━━ Provided passage ━━
Shortages of mental health professionals across U.S. counties were associated with an increase in youth suicides, according to a Northwestern Medicine study published in JAMA Pediatrics, findings that could help inform suicide prevention efforts at local and national levels.
“Since the onset of the pandemic, hospital emergency rooms across the county, including my own, have been inundated with children and youth experiencing severe mental health crises. We urgently need more federal investments to build the mental health workforce and to expand community-based services that focus on prevention, early identification and treatment,” said Jennifer Hoffmann, ’13 MD, ’22 MS, assistant professor of Pediatrics in the Division of Emergency Medicine and lead author of the study.
Elizabeth Alpern, MD, MSCE, associate chair for Faculty Development and chief of Emergency Medicine in the Department of Pediatrics, was senior author of the study.
Investigators analyzed data obtained from the U.S. Centers for Disease Control and Prevention that included all youth suicides that occurred in all U.S. counties from January 2015 through December 2016. The investigators adjusted for the presence of a children’s mental health hospital and county-level characteristics, including health insurance coverage, education, unemployment, income, poverty, urbanicity, racial and ethnic composition and year.
During the study period, a total of 5,034 youth suicides occurred, of which 72.8 percent were male and 68.2 percent were white. Among the 3,133 U.S. counties, approximately two-thirds were experiencing significant shortages of mental health professionals.
After adjusting for other county characteristics, the investigators found mental health workforce shortages were associated with higher rates of both overall youth suicides and youth suicide from firearms.
“We found shortages of mental health professionals are more severe in rural areas, and in communities with lower household incomes and lower educational attainment. Unfortunately, these are the very same communities where children are more likely to experience poor mental health outcomes,” Hoffmann said.
The current youth mental health crisis represents a national emergency, Hoffmann said, and Medicaid reimbursement rates should also be increased to attract and retain mental health professionals across the U.S.
“We must urge policymakers to increase federal funding to ensure all children can access mental health services. Solutions include improving access to telemedicine, expanding school-based mental health services and supporting mental health care delivery within pediatric primary care offices,” Hoffmann said. “Workforce challenges must be urgently addressed so that children can access mental healthcare no matter where they live.”
Co-authors of the study include Megan Attridge, MD, ’22 MS, assistant professor of Pediatrics in the Division of Emergency Medicine, and Michael Carroll, PhD, research assistant professor of Pediatrics.
This work was supported by an Academic Pediatric Association Young Investigator Award.
━━━
━━ Dataset ━━
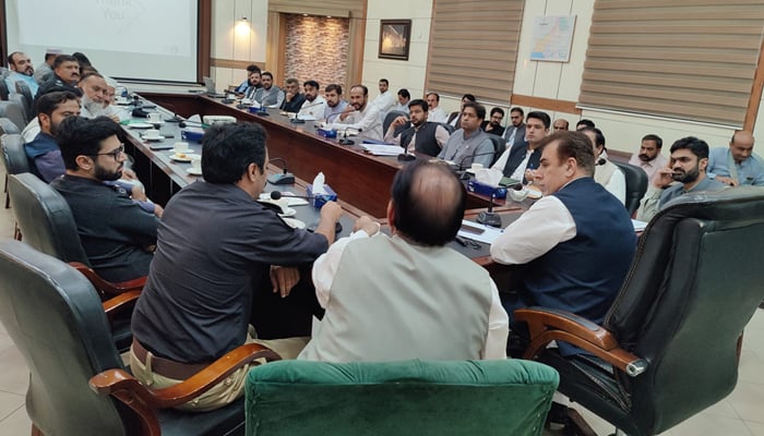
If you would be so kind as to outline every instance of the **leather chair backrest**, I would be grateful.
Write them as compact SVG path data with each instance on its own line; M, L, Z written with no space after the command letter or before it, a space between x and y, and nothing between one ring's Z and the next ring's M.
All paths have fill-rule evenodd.
M20 131L26 126L24 108L16 100L0 101L0 117L11 120Z
M0 118L0 136L4 134L12 135L19 133L21 133L21 129L19 129L13 121L9 120L8 118Z
M247 376L247 435L537 435L558 380L518 359L272 362Z
M35 97L32 95L29 85L22 81L16 82L16 93L24 96L24 110L26 111L26 120L28 122L33 117L32 102L35 100Z
M24 152L24 138L15 134L5 134L0 137L0 147L8 174L21 174L29 172L29 160Z
M614 160L611 160L611 162L616 164L616 166L623 171L623 175L626 179L626 198L624 205L629 214L633 215L636 209L640 208L640 201L645 196L645 192L647 192L647 173L642 168L634 167L633 165L617 162Z
M490 137L491 142L493 143L493 159L491 159L491 165L493 165L497 160L499 160L501 154L504 153L504 149L506 149L506 143L504 142L503 137L492 133L488 133L488 137Z
M0 77L0 100L8 100L8 84L5 84L5 77Z
M74 268L0 241L0 320L29 368L26 412L46 435L124 435L121 405L88 379L122 367L98 293Z
M89 265L67 201L28 172L8 179L8 193L24 242L63 262Z
M393 123L393 120L395 120L398 117L406 117L408 118L408 113L399 111L399 110L391 110L387 112L387 114L384 116L384 120L382 120L382 134L384 135L387 133L387 129L390 128L390 124Z
M650 432L735 388L738 338L764 298L760 241L764 190L754 186L683 195L643 233L605 327L648 362L624 383L632 415L649 416L636 421Z

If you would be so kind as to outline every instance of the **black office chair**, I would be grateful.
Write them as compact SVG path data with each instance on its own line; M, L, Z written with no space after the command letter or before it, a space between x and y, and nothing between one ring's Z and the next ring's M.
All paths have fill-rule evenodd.
M21 242L0 241L0 320L29 368L32 434L243 435L243 399L206 413L167 408L206 391L242 363L274 360L275 353L242 346L180 385L151 390L126 371L109 336L105 311L119 310L127 295L102 303L69 265Z
M32 108L32 102L35 100L32 95L32 89L26 83L19 81L16 82L16 93L24 96L24 111L26 112L26 121L28 122L34 116L34 109Z
M631 436L655 435L716 403L738 378L739 341L764 296L764 192L682 195L649 222L601 326L515 311L560 392ZM561 358L556 340L592 355Z
M499 160L501 154L504 153L504 149L506 149L506 143L504 142L504 138L499 135L494 135L492 133L487 133L487 135L493 143L493 159L491 160L491 165L493 165L497 160Z
M11 129L10 125L8 128ZM0 148L2 149L2 167L5 170L5 208L8 209L11 206L8 177L29 172L29 161L26 158L26 152L24 152L24 138L17 133L0 136Z
M17 101L0 101L0 118L11 120L20 131L26 126L24 108Z
M634 215L636 209L640 208L640 201L645 196L645 192L647 192L647 173L642 168L634 167L633 165L617 162L614 160L611 160L611 162L616 164L616 166L623 171L623 175L626 179L626 198L624 206L626 206L626 210L629 210L630 215Z
M384 135L387 133L387 129L390 128L390 124L393 123L393 120L395 120L398 117L406 117L408 118L408 113L403 112L401 110L391 110L387 112L387 114L384 116L384 120L382 121L382 134Z
M5 84L5 77L0 76L0 100L8 100L8 85Z

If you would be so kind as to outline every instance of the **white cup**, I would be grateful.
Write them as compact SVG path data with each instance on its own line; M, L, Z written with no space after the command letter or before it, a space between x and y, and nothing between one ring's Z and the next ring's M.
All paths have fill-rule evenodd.
M186 153L189 150L189 143L177 142L175 145L172 145L172 149L175 149L175 153ZM199 164L199 168L202 168L201 161Z
M143 137L146 140L158 140L159 131L156 129L148 129L146 133L143 134Z

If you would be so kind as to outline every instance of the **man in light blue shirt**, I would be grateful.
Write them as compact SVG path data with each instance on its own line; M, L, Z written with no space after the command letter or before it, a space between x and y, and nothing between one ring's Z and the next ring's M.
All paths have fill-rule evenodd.
M32 60L26 53L21 51L12 52L8 57L8 66L11 69L11 74L5 78L5 84L10 94L16 92L16 82L26 83L33 96L37 94L39 85L34 77L35 68L32 66Z
M753 154L753 135L736 131L729 147L713 148L708 154L708 178L730 186L764 186L764 160Z

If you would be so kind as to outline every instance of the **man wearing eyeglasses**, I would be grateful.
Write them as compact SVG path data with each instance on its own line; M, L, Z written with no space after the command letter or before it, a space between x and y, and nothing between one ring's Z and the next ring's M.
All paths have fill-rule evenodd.
M127 155L120 132L106 117L64 119L58 142L67 173L51 183L72 209L87 259L109 281L148 274L159 225L123 189L104 183L122 175Z

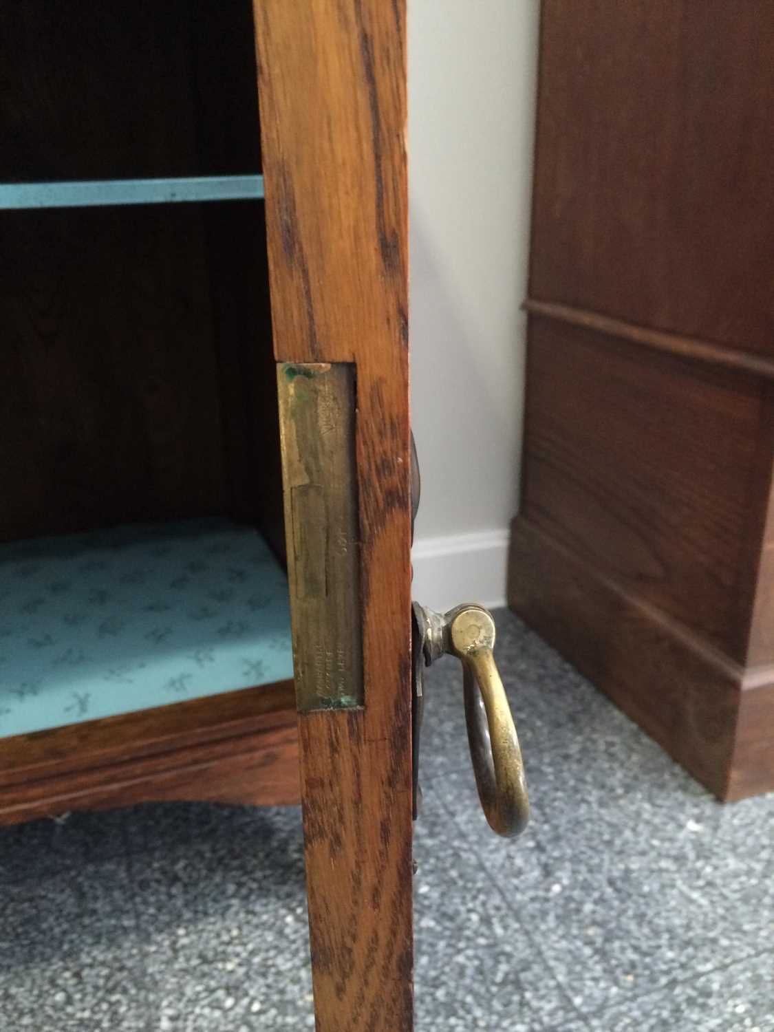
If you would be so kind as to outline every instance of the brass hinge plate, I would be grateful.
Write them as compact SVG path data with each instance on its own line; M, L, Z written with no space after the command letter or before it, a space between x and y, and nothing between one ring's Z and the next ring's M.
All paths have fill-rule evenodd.
M299 712L363 706L355 366L280 362L285 533Z

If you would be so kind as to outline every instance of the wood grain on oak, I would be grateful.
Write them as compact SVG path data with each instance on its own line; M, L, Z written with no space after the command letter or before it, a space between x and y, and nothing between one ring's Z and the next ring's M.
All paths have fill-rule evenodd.
M409 1032L405 4L256 0L275 350L356 367L364 708L299 716L319 1032Z
M773 47L767 5L542 6L509 598L723 799L774 788Z
M292 681L2 740L0 825L172 800L297 803Z

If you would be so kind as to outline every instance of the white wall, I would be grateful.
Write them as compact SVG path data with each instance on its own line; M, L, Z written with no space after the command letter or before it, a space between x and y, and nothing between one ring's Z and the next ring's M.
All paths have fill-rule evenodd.
M523 393L538 0L409 0L414 598L503 605Z

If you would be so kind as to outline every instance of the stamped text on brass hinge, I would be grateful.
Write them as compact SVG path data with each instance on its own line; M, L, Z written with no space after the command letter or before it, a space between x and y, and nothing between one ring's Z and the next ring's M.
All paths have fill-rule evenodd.
M355 366L280 362L285 533L298 710L363 705Z

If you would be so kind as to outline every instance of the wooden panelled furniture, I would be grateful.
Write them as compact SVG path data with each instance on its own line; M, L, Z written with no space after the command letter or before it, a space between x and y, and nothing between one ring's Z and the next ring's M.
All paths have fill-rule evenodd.
M26 678L32 660L7 656L22 675L3 682L0 710L27 723L0 740L0 819L302 797L317 1027L409 1030L404 4L3 0L0 19L0 622L4 645L37 641L42 663ZM115 181L141 181L141 199L159 179L169 203L104 206ZM25 183L59 186L54 199L9 189ZM68 183L92 194L51 206L72 202ZM99 203L100 183L101 205L83 206ZM174 202L191 190L237 199ZM344 363L356 391L357 533L328 523L319 485L324 569L307 587L324 598L335 550L352 550L361 699L340 705L350 657L331 642L333 659L315 668L327 706L298 715L283 667L287 586L284 603L267 599L261 579L284 577L277 362ZM291 551L309 521L293 502ZM28 575L40 581L20 595ZM146 631L148 607L158 618ZM36 633L46 612L56 636ZM148 656L127 644L138 627ZM56 662L40 660L45 649ZM131 694L156 666L156 707L136 711ZM117 711L89 720L105 698Z
M405 4L0 20L0 824L300 800L317 1028L411 1032L444 650L527 810L491 619L411 604Z
M517 612L774 788L774 8L544 0Z

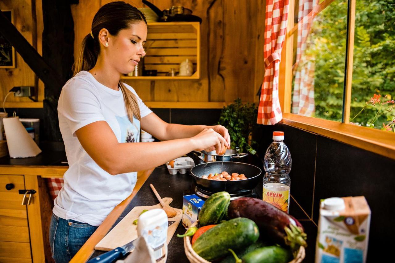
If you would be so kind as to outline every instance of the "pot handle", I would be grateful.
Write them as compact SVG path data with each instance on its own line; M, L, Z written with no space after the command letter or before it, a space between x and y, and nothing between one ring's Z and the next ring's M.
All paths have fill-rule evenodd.
M195 165L198 165L198 164L200 164L204 162L204 161L201 159L199 155L194 151L191 151L190 153L187 153L186 156L192 158L192 160L194 160L194 162L195 163Z
M163 12L161 10L156 7L156 6L150 2L149 2L147 0L143 0L143 3L147 5L149 8L152 9L154 12L158 15L158 16L160 18L163 16Z
M248 155L248 153L238 153L235 155L233 155L232 156L232 159L233 158L235 159L239 159L239 158L242 158L243 157L245 157Z

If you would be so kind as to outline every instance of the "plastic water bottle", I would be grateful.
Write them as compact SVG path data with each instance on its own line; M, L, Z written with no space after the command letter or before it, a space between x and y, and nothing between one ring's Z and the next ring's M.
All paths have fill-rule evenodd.
M283 140L284 132L273 132L273 142L265 154L262 199L286 213L291 198L291 153Z

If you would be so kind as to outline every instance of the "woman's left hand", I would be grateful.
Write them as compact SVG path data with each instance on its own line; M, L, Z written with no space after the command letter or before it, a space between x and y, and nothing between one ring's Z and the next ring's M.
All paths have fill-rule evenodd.
M210 128L212 128L215 131L222 135L226 141L226 142L228 143L228 148L229 149L230 148L230 136L229 136L229 132L228 131L228 129L222 125L211 126Z

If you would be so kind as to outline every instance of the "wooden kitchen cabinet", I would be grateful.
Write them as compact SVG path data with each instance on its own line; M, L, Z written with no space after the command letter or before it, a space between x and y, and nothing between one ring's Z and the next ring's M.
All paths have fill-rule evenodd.
M27 205L21 204L20 190L25 190L23 175L0 175L1 262L32 261Z
M52 200L42 177L62 177L67 168L0 166L0 263L51 261ZM8 184L13 187L6 188ZM36 192L30 204L22 205L19 190L31 189Z

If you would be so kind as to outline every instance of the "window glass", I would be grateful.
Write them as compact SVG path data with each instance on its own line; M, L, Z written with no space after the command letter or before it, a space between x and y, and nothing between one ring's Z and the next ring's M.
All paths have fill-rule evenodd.
M312 9L317 0L299 0ZM322 2L322 1L319 1ZM341 121L346 63L347 1L335 0L310 23L297 18L292 112ZM298 7L298 8L299 7ZM308 15L306 11L303 16Z
M350 120L393 132L395 0L357 0L356 7Z

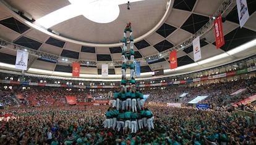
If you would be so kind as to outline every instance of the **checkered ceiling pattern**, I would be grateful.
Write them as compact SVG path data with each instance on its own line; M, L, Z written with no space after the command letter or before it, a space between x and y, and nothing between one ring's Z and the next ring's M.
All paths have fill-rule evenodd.
M29 13L36 20L61 7L70 4L68 0L5 0L6 4L22 12ZM166 18L156 30L139 41L135 42L135 58L143 59L169 50L187 39L205 25L219 7L222 0L173 0ZM206 59L235 48L256 38L256 1L247 0L250 18L242 28L239 26L236 6L223 20L225 44L216 49L213 29L211 28L200 37L202 60ZM163 17L166 10L166 0L146 0L127 6L119 6L120 14L117 20L106 24L100 24L79 15L56 25L50 29L59 33L61 36L79 42L93 44L119 43L123 36L126 23L131 22L133 37L136 39L151 30ZM96 64L81 64L81 73L100 74L101 64L111 64L121 60L120 46L106 47L82 45L58 39L44 33L18 18L0 5L0 38L30 49L53 54L59 57L79 60L90 60ZM7 49L0 49L0 61L14 64L15 52ZM189 46L177 52L178 66L192 63L193 48ZM49 71L72 72L72 62L49 62L29 56L29 67ZM157 61L141 63L141 71L151 72L162 67L169 68L168 57ZM120 65L110 65L109 73L121 74Z

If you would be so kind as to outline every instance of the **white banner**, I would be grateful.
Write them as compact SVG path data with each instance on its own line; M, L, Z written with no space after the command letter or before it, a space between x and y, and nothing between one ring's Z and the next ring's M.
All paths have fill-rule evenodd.
M240 28L242 28L249 18L247 2L246 0L236 0L236 6Z
M201 59L201 49L199 36L193 40L194 60L197 61Z
M108 65L103 64L101 66L102 77L108 77Z
M27 67L28 66L28 52L18 50L17 51L15 68L22 70L27 70Z

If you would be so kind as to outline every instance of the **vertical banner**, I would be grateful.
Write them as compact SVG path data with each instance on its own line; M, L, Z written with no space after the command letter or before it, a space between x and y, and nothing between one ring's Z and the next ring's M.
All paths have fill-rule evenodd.
M201 48L199 36L193 40L194 60L197 61L201 59Z
M216 48L218 49L225 44L222 27L221 15L214 21L214 32L215 33Z
M135 66L135 75L136 76L140 76L140 62L135 62L134 63Z
M172 52L170 52L169 56L169 60L170 60L170 68L171 69L177 68L177 51L174 50Z
M18 50L17 51L16 62L15 68L22 70L27 70L28 66L28 52Z
M101 66L102 77L108 77L108 65L103 64Z
M72 76L73 77L79 77L80 74L80 63L73 63L73 69L72 71Z
M236 0L236 6L237 7L240 28L242 28L249 18L247 2L246 0Z

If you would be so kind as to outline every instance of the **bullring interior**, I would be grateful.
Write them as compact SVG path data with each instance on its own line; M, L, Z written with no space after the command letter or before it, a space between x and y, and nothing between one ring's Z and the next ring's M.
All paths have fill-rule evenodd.
M255 77L256 1L246 1L250 17L241 28L235 0L134 0L129 4L122 0L0 0L1 87L26 88L35 86L22 82L56 84L79 91L113 92L120 86L120 42L129 22L134 38L135 61L140 63L136 87L148 91L144 93L177 85L197 87L250 79ZM105 15L114 4L119 14L107 23L95 22L90 19L96 17L93 12L85 10L96 12L87 6L94 2L98 4L95 9L100 6L106 10L100 13L100 18L107 17ZM77 4L82 6L74 10L79 13L59 14L66 16L62 20L53 20L61 17L58 15L45 22L42 18ZM224 44L217 49L213 22L220 14ZM57 22L51 24L52 21ZM197 36L202 58L195 61L192 41ZM17 50L28 52L27 70L15 68ZM177 68L170 69L169 54L174 50L177 50ZM80 64L79 77L72 77L73 62ZM108 65L108 77L101 76L105 64ZM154 70L161 68L163 75L153 76ZM127 69L126 73L130 72Z

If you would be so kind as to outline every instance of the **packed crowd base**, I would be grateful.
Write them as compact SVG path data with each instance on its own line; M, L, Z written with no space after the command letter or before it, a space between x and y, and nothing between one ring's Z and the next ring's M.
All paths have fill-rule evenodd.
M53 145L256 144L256 127L234 112L198 110L192 107L147 108L154 114L154 129L149 131L147 126L143 126L135 133L104 127L106 111L109 106L5 110L4 113L12 114L16 119L1 121L0 143Z

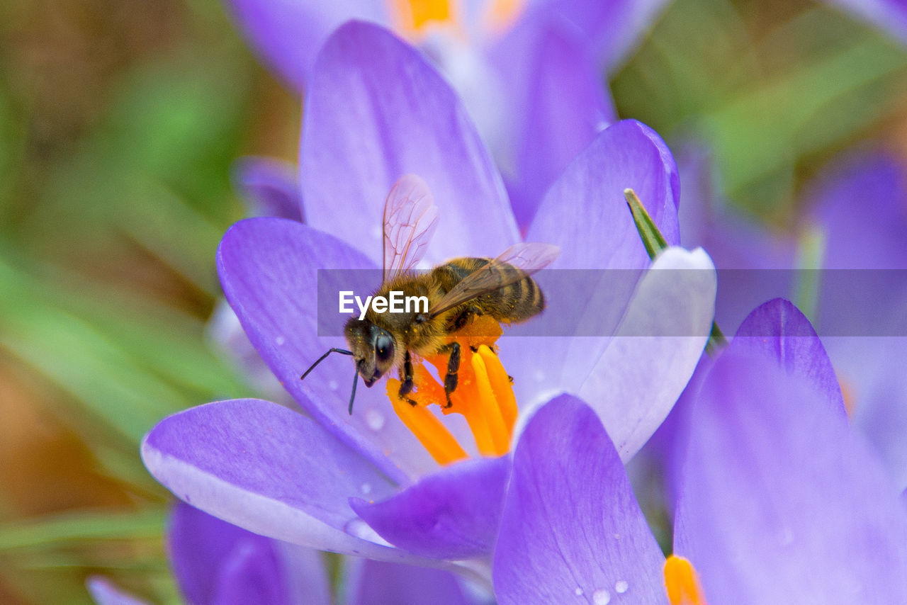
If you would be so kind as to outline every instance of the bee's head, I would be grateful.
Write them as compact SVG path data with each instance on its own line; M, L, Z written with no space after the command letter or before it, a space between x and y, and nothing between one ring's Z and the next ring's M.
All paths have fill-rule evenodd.
M394 337L387 330L353 317L346 322L344 334L356 359L356 370L366 386L374 385L394 366L396 347Z

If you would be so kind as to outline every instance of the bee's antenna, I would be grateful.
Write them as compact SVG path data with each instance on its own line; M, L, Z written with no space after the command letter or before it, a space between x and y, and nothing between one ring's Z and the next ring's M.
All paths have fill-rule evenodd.
M349 394L349 415L353 415L353 400L356 399L356 385L359 384L359 373L353 373L353 392Z
M306 373L302 375L302 376L299 378L299 380L305 380L306 376L308 376L308 373L311 372L312 370L314 370L315 366L317 366L318 364L320 364L322 361L324 361L325 357L327 357L327 356L329 356L331 353L343 353L344 355L353 355L352 351L347 351L345 348L337 348L336 346L333 346L333 347L327 349L327 353L325 353L323 356L321 356L320 357L318 357L317 361L316 361L314 364L312 364L311 366L309 366L308 369L306 370Z

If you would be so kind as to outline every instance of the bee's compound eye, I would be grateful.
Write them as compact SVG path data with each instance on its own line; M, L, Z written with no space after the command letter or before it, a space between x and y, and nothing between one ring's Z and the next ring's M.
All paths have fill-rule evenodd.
━━━
• **Exercise requirements**
Duplicate the text on youth suicides and mental health workforce shortages, from "Investigators analyzed data" down to "composition and year.".

• **Answer space**
Investigators analyzed data obtained from the U.S. Centers for Disease Control and Prevention that included all youth suicides that occurred in all U.S. counties from January 2015 through December 2016. The investigators adjusted for the presence of a children’s mental health hospital and county-level characteristics, including health insurance coverage, education, unemployment, income, poverty, urbanicity, racial and ethnic composition and year.